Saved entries
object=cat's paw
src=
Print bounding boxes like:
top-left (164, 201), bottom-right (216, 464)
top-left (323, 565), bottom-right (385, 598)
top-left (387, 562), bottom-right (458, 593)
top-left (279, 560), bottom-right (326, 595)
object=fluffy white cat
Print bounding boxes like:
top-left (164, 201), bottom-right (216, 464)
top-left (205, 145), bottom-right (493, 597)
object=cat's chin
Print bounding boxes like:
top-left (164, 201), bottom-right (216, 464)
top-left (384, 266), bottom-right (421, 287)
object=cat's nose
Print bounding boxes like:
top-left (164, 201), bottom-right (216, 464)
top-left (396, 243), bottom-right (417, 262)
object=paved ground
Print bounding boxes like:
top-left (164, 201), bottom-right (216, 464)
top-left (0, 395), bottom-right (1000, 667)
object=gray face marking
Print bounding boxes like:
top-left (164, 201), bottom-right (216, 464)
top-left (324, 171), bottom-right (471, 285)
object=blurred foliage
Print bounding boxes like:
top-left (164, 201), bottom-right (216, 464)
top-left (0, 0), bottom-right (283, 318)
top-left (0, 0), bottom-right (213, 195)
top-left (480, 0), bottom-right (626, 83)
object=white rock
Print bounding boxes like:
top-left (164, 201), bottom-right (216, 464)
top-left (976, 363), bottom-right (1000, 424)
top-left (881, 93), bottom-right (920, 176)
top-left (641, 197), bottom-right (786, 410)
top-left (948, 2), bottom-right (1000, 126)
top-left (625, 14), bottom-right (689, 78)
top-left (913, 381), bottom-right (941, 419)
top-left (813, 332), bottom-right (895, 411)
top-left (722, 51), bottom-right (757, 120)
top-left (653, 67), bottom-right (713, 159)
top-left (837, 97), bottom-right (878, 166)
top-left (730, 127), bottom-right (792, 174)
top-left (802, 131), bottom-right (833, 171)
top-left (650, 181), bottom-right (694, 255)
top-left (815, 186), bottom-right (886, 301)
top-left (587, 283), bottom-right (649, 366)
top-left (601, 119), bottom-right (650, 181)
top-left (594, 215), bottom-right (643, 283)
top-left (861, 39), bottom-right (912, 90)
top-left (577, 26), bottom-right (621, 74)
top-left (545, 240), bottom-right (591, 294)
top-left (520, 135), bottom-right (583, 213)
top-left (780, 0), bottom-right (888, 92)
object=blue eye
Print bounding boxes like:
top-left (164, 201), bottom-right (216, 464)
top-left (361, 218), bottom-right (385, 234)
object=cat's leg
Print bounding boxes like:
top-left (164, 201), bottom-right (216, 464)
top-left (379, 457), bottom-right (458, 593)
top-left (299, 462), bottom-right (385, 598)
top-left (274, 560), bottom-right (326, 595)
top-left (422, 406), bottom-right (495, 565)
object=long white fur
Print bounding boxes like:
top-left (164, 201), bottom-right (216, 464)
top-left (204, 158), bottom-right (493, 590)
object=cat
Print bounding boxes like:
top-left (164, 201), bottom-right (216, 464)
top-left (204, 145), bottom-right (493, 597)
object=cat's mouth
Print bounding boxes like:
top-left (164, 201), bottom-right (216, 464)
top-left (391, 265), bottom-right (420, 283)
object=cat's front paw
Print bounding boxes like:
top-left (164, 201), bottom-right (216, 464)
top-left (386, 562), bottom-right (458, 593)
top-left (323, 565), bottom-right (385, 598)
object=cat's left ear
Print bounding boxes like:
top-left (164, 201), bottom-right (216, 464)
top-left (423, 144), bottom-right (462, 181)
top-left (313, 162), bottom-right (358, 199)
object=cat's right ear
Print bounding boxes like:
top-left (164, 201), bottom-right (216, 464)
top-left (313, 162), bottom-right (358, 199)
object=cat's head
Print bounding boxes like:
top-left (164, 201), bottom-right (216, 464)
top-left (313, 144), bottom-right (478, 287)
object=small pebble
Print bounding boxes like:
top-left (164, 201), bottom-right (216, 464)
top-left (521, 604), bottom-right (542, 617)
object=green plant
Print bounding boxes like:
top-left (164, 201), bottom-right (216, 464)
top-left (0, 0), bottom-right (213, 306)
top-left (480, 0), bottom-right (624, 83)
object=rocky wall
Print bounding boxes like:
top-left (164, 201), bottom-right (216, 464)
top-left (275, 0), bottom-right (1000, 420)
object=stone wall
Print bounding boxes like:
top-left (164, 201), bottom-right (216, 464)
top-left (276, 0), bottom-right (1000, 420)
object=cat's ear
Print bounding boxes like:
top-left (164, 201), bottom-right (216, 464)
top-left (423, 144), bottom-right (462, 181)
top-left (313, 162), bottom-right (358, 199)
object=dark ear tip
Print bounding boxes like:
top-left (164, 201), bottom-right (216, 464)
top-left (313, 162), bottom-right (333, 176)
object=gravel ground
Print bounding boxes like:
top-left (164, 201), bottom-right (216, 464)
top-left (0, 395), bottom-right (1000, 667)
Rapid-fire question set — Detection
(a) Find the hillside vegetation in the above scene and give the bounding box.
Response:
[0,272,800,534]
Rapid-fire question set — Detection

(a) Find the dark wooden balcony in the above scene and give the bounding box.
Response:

### Description of the task
Repeat everything from the line containing "object=cat's ear" down to the line containing "top-left (313, 162), bottom-right (333, 176)", including both of those lines, without changing anything.

### Solution for this exercise
object=cat's ear
Print bounding boxes like:
top-left (164, 201), bottom-right (216, 464)
top-left (423, 144), bottom-right (462, 181)
top-left (313, 162), bottom-right (358, 199)
object=dark ear tip
Print bounding boxes like:
top-left (164, 201), bottom-right (216, 464)
top-left (313, 162), bottom-right (333, 176)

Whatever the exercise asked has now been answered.